### Assignment
Reproduce the full listing as it stands. Images do not belong in the copy.

### Material for this exercise
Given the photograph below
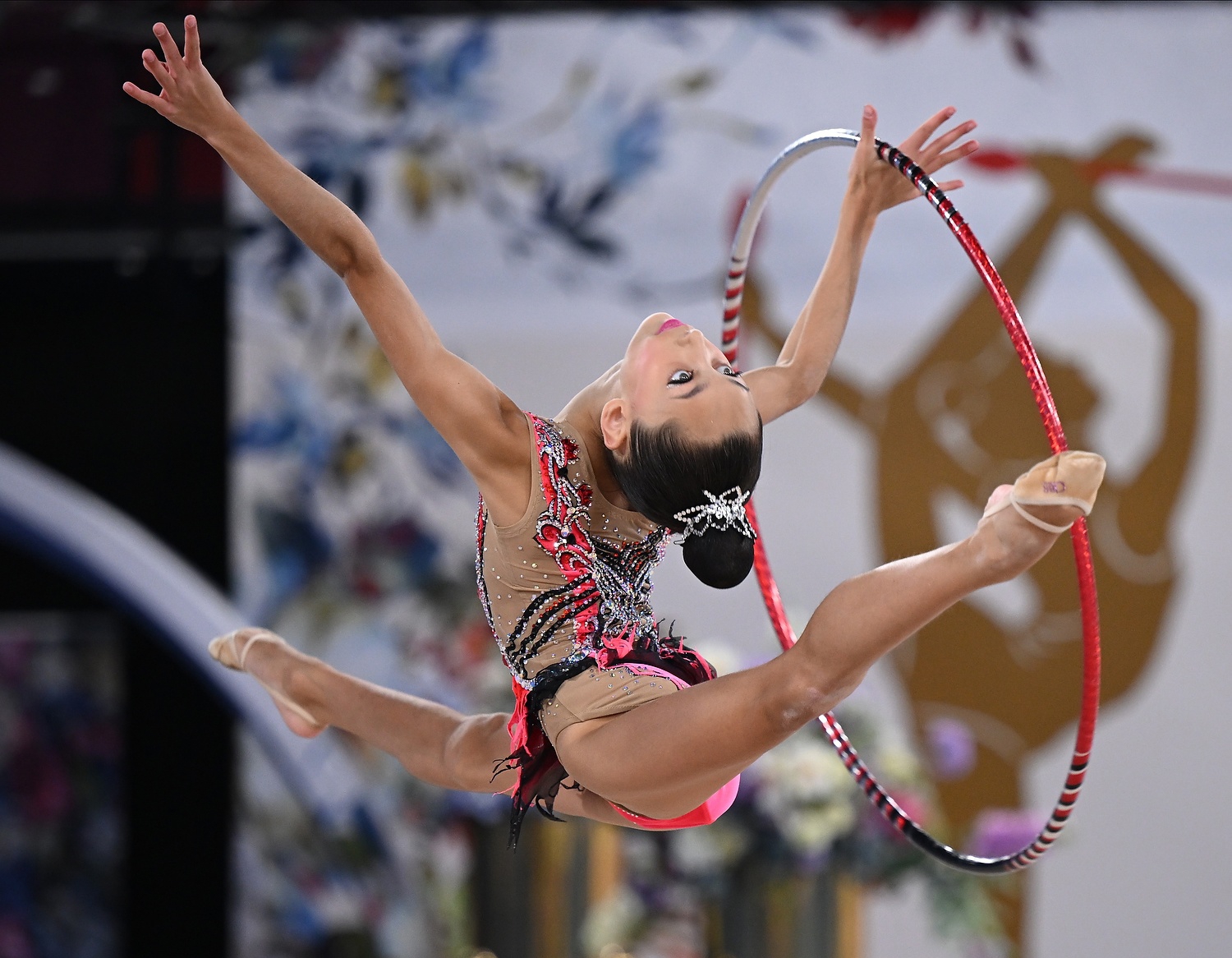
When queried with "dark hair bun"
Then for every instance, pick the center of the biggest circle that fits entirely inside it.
(721, 559)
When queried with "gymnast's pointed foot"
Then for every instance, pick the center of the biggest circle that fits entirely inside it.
(233, 652)
(1022, 522)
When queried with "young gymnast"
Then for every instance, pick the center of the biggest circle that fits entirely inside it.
(615, 721)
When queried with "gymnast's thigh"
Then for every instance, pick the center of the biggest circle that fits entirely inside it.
(687, 745)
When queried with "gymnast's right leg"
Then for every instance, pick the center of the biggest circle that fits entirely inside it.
(434, 743)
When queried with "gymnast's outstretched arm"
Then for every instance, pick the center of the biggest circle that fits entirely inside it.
(872, 187)
(483, 426)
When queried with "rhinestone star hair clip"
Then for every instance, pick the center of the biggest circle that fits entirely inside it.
(722, 512)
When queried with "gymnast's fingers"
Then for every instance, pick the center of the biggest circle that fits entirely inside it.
(157, 69)
(170, 51)
(946, 140)
(911, 145)
(145, 96)
(867, 127)
(191, 42)
(945, 159)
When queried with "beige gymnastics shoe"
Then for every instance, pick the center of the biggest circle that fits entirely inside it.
(1067, 479)
(231, 650)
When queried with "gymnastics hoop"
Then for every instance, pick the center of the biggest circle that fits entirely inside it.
(732, 300)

### Solution to this problem
Given the photograph below
When queried with "dark hair bun"
Then for every instance, pick the center of the biggest circle that fits entirely inside it.
(721, 559)
When queried with "gymnast's pointed foot"
Then for every instance, pick the center of the biggest circle that fits entirely inside it.
(233, 652)
(1022, 522)
When queried with "young gymnast"
Then for every instance, pick the center of the biggest circle that fits entirely inside it.
(615, 721)
When queried with "gymnast's thigh"
Then for every instance, pick the center of the biggest circle that fits entirely inside it.
(687, 745)
When queried with "gymnast's right leg"
Then for every instance, pick the center of the biggest circle that fits entirely inside it.
(434, 743)
When queried with "gymnast's outstretched arm"
Then for every instance, pick the center of the biggest circle that fits entirely inside it.
(872, 187)
(483, 426)
When queried with "rhinestone star hair clip"
Then for every instance, pick the center of the biggest circle that fits entirely inside it.
(722, 512)
When queried with "gymnast's fingers"
Then for every instance, pick the center of the biggest circle that fits entirely inside it.
(157, 69)
(170, 51)
(946, 140)
(911, 145)
(145, 96)
(867, 127)
(191, 42)
(945, 159)
When queried with "beige gymnastics shoe"
Then for every instance, pick the center of the biggest circle that fits entirely inside it.
(1067, 479)
(231, 650)
When queried with "gymnastics hoop"
Then for every instance, pick the center of the biggest circle that fits entirely inside it.
(732, 300)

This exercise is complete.